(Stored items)
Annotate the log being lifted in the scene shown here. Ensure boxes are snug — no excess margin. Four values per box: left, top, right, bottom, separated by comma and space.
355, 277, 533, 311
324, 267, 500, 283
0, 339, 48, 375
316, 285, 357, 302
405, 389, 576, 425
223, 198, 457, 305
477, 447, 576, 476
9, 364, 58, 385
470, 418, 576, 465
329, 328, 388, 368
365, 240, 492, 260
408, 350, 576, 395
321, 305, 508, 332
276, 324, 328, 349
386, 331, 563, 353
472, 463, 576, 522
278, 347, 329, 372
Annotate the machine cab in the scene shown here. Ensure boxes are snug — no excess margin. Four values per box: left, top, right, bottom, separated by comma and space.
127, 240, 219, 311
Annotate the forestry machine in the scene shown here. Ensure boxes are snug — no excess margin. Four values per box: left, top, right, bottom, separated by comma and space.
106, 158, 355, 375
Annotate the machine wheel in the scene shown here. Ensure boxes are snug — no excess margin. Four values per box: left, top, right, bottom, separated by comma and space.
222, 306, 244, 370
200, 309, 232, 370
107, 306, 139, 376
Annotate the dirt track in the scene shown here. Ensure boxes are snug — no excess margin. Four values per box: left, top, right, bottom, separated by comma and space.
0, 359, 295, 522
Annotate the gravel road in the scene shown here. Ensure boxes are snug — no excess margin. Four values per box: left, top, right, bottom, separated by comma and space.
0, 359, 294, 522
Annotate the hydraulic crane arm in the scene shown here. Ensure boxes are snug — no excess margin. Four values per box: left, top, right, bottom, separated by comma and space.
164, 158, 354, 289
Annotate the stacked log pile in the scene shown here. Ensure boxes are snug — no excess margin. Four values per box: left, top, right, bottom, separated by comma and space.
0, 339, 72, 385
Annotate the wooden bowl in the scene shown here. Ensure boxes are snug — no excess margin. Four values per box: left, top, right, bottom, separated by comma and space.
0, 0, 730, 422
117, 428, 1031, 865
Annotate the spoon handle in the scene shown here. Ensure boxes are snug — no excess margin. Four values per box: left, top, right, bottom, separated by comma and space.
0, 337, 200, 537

- **Task requirements**: Exactly as written, give the line containing "Annotate the spoon" and all remaining lines of the records.

- **Answer to the exercise**:
Annotate the spoon handle in the scene shown here. Ensure boxes are snug — no excess margin. Four values per box: left, top, right, bottom, separated by comma and space.
0, 337, 200, 537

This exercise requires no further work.